### Directions
Please return every line of the records below verbatim, leaving out the pictures.
▬▬▬▬▬▬
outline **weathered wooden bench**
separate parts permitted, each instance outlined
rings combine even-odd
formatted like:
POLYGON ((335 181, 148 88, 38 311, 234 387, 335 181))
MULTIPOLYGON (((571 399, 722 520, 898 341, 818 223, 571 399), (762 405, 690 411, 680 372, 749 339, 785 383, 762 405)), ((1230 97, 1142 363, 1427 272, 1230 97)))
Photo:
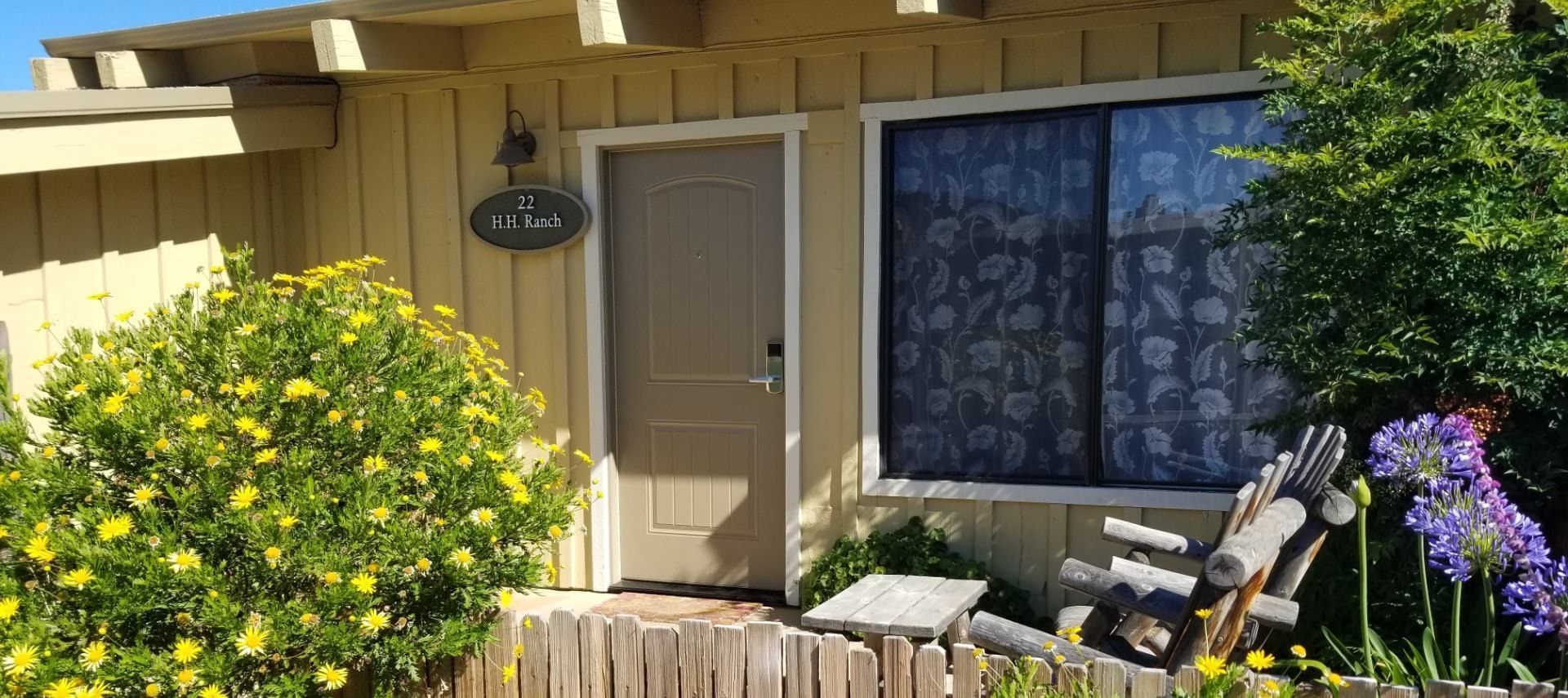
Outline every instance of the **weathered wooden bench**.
▬▬▬▬▬▬
### Written solution
outline **weathered wooden bench**
separate parts permitted, each instance outlined
rings combine even-odd
formatted like:
POLYGON ((335 181, 148 88, 38 311, 234 387, 335 181))
MULTIPOLYGON (((571 399, 722 520, 898 341, 818 223, 571 399), (762 405, 690 411, 680 372, 749 339, 785 383, 762 405)), ((1230 97, 1142 363, 1427 272, 1230 97)))
Photo:
Outline every instance of the **weathered wooden bench**.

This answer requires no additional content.